What you will do
[1] In the article below about the Village of Lancaster polling places, on what date will the general village election be held?
[2] Translate this sentence from the article below about Lancaster's polling places into Spanish: "Maute added that since the meeting he has not received any complaints in regard to this change."
[3] Write the next part of the article below on the reduction of Lancaster's polling places, picking up right after its final sentence.

Provided text

Village of Lancaster polling places decrease from seven to three, trustee disagrees
BY: Jennifer Lysiak, Lancaster Editor | January 24, 2013
LANCASTER- At the last Village of Lancaster Board meeting held Monday, Jan. 14, Village Trustee Edward Marki objected to two resolutions and disagreed with the board’s decision to cancel the meeting before the election.
Through a majority vote, the board passed a resolution identifying the polling places in each district, but changed the number of polling places for the general village election, which will be held Tuesday, March 19, from seven to three.
“Two months between the elections they changed the polling places,” remarked Marki, who voted no to the resolution. “They did that specifically so that people wouldn’t go and vote, because they don’t know where to vote.”
During a discussion with Village of Lancaster Mayor Paul Maute he commented the decrease in polling places is due to the fact they are very expensive to run and it will save village taxpayers money.
“It was the census of the board,” stated Maute. “How many polling places do you need in the Village of Lancaster? Why have seven polling places when we really only need three. After talking about it in work sessions that’s what we agreed to do.”
Maute added that since the meeting he has not received any complaints in regard to this change.
The polling places will be opened from noon. to 9 p.m. and depending upon a resident’s district they will be required to vote at either the Lancaster Youth Bureau, the Lancaster Municipal Building, or the Central Avenue School Building.
The polling places are as follows:
• Districts 1, 2, 3, and 7 – Municipal Building Assembly Hall, 5423 Broadway
• Districts 4, 5, and 6 – Lancaster Youth Bureau, 200 Oxford Ave.
• Districts 8, 9, and 10 – Central Avenue School, 149 Central Ave.
Marki explained that he is against using the Central Avenue School building as a polling place and believes the North End Fire Hall is the better choice.
“Here is the problem with Central Avenue School there are three-and four-year-old children who now have a building that is going to be completely wide opened, unlocked doors, unsupervised, and we decided that is okay,” said Marki. “The reason why I am bringing this up is the country wide environment that we are living in post Connecticut, as well as our New York State Gov. has passed legislation that is the strongest legislation in the entire country over gun control.”
There maybe people out there so upset about the current gun control issue that a public voting area would be a prime candidate to create an event, said Marki.
The Central Avenue School building has always been used as a polling place, even when it was a regular school, but Marki said his point is it is different now, because we live in a different environment right now.
“My point is that we have a fire hall which has no children,” commented Marki. “In the past the Central Avenue School district only held a small district of people, now it is holding three times the amount of people because they reduced the polling locations. So, not only is it a bad choice, but now it is triple times the bad choice.”
Maute said we can’t bring what happened in Connecticut to the Village of Lancaster and the Central Avenue site has been used before, specifically this past presidential election in November for six hours.
Also, he was informed by Det. Lt. James Robinson and Chief of Police Gerald J. Gill Jr. that they feel there are no safety concerns at all.

Provided records

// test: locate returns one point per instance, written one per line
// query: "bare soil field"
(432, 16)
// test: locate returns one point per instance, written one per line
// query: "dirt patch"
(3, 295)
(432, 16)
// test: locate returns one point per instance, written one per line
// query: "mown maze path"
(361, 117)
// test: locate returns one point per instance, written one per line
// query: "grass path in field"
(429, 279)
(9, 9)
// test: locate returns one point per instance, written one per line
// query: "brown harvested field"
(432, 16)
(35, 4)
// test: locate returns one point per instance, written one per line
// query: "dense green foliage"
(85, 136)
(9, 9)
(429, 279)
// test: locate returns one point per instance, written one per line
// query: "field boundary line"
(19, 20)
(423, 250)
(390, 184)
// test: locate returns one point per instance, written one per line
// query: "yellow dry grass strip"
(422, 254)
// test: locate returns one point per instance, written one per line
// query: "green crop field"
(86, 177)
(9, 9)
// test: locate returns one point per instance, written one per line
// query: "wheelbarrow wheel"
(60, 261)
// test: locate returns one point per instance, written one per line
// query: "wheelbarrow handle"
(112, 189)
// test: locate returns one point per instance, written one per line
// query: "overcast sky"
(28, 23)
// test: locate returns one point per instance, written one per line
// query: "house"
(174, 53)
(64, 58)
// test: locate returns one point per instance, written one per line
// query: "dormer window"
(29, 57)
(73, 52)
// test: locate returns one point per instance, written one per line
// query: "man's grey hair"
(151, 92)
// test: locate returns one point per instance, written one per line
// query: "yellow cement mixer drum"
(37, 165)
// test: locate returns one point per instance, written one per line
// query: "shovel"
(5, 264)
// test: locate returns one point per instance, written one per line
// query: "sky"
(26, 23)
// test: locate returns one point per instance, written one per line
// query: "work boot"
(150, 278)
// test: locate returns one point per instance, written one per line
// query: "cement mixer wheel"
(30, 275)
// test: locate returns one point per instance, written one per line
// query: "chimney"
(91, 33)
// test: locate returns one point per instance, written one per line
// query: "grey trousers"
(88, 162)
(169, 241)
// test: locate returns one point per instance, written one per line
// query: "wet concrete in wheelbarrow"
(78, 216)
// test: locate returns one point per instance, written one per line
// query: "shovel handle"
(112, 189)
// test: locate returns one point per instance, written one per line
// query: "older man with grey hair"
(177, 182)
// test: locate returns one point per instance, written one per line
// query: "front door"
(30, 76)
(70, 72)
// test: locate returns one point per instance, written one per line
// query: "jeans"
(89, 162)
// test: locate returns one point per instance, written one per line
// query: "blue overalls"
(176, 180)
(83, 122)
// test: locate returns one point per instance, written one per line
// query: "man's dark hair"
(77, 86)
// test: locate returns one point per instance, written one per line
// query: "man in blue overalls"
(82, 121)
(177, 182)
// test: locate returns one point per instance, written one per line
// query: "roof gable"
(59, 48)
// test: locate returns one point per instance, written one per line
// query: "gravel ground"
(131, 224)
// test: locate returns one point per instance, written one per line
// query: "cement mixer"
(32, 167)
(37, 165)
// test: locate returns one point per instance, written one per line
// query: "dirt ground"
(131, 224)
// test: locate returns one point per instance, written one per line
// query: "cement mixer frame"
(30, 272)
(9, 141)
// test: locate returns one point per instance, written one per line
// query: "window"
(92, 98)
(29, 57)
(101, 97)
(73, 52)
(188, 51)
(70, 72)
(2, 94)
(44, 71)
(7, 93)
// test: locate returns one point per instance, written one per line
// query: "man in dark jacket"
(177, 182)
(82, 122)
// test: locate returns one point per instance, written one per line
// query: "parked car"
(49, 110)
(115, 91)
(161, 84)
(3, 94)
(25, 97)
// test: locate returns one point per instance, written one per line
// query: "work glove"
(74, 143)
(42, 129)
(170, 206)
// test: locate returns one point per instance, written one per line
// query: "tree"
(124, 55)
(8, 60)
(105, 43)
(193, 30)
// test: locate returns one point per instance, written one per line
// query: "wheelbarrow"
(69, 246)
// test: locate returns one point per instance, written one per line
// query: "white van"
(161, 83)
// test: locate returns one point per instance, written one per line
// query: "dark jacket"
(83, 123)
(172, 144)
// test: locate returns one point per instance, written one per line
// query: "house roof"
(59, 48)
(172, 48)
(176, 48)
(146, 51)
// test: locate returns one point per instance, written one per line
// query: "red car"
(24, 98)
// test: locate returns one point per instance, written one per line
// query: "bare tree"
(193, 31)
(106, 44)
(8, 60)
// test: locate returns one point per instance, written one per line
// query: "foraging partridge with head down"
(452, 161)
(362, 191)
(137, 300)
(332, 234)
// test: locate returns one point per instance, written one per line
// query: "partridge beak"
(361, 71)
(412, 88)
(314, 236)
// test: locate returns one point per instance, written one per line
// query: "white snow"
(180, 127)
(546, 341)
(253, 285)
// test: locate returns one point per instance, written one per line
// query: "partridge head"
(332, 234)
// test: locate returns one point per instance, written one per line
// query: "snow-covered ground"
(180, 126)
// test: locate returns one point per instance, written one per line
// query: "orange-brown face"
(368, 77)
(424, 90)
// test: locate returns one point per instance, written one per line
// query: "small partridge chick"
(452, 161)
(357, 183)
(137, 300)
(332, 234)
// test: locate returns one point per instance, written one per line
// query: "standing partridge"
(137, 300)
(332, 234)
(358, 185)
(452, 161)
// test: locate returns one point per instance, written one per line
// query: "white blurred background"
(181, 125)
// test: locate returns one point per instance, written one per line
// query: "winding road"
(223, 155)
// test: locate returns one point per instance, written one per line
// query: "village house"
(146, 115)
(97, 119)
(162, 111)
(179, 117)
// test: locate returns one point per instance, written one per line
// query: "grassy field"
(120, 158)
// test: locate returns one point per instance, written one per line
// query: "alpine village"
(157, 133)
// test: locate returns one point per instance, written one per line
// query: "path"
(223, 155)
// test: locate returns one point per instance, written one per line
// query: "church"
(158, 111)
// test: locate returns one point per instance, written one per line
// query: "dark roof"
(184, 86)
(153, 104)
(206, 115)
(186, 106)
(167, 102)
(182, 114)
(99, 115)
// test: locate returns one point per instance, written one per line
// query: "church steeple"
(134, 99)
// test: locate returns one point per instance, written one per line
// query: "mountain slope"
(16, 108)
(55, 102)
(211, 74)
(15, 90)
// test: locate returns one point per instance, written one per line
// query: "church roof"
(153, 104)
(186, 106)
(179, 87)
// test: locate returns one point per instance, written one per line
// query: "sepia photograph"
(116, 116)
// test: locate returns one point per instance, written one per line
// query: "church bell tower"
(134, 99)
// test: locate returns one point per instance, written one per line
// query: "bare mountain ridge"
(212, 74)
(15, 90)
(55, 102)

In response
[1] Tuesday, March 19

[2] Maute añadió que, desde la reunión, no ha recibido ninguna queja con respecto a este cambio.

[3]
"With deference to the school district relative to activities in their buildings, the perspective of this office is that there are no compelling concerns with the continued use of Central Avenue School as a voting site," responded Chief Gill.
In regards to hosting a polling place at either the North End Fire Hall or the Lancaster Town Hall, Maute said there have been some issues with accessibly.
Another concern Marki has with the Central Avenue site is the handicap ramp is a 100 feet to the back of the building. So, now those who are handicap have to go 100 feet further, go in the building, and come back a 100 feet again just to vote, he said.
Marki also objected to hiring the band Breakaway to play on July 4, during the village’s Independence Days, instead of Hit N’ Run, which has been performing for the last few years on that specific day.
Marki said the board’s reasoning to change bands is because they want Hit N’ Run to play on the July 5 to pull in a bigger crowd on a non Fourth of July night, but they knew the band was booked at another venue.
“Hit N’ Run has offered to play in Clarence and East Aurora all for $1,500 or higher,” said Marki. “They were willingly to play for $849 in the Village of Lancaster. They’re suggesting they did because it is saving the taxpayers money, but unfortunately they don’t mention the fact that the band that they put in place on the Fourth called Breakaway is now being paid $850. They have never been paid over $600 and I have invoices to prove it.”
Village of Lancaster Special Events Director Jennie Smith said they asked Hit N’ Run to play on July 5 and during the Taste of Lancaster, but they are unable to do so, and they were only available was for July 4, however she already had a contract agreement with Breakaway.
“I applaud the mayor for wanting to change it up and that’s one of the reasons why we are doing a country night, something we have never done before,” remarked Smith.
The country night will be held July 3 and feature the band West of the Mark.
Smith who is running for a position on the village board this election could be leaving her position as director and waiting for the next director to come in and book all these bands would just be” mismanagement,” she said.
“If you wait too long you’re not going to have any of the bands,” said Smith. “They book up earlier. This is the time. The workings of the events department have to continue on all year round.”
Also, during the meeting the board motioned to cancel the board meeting before the village election on Monday, March 11 due to lack of a forum.
Marki said all these changes were discussed at a pre-board meeting held the Saturday before the Monday evening meeting, which he was not invited too.
“You cannot hold a meeting and not notify the elected official,” said Marki. “These residents elected these people so they could be a part of the decision making process, especially on huge decisions like this. These people are campaigning together, meeting together, and they’re not involving me on purpose.”
Marki who is running for re-election this year did not receive support from the Citizen’s Party and is running independently during the village elections. His party is called Integrity of Choice.
Maute said the last thing he wants is any controversy and work sessions have always been held at 9 a.m. every Saturday and nothing has changed.
“He has been invited to every meeting,” said Maute. “He missed the work session. I think a lot of these issues he is creating because he wasn’t endorsed. We didn’t keep him out of the loop. There’s no way we did anything behind the scenes. I would never do that to any trustee, ever. We didn’t do anything behind his back.”
However, Maute said in the future he plans on having meeting notices sent out to every trustee to make sure each member understands when meetings are being held.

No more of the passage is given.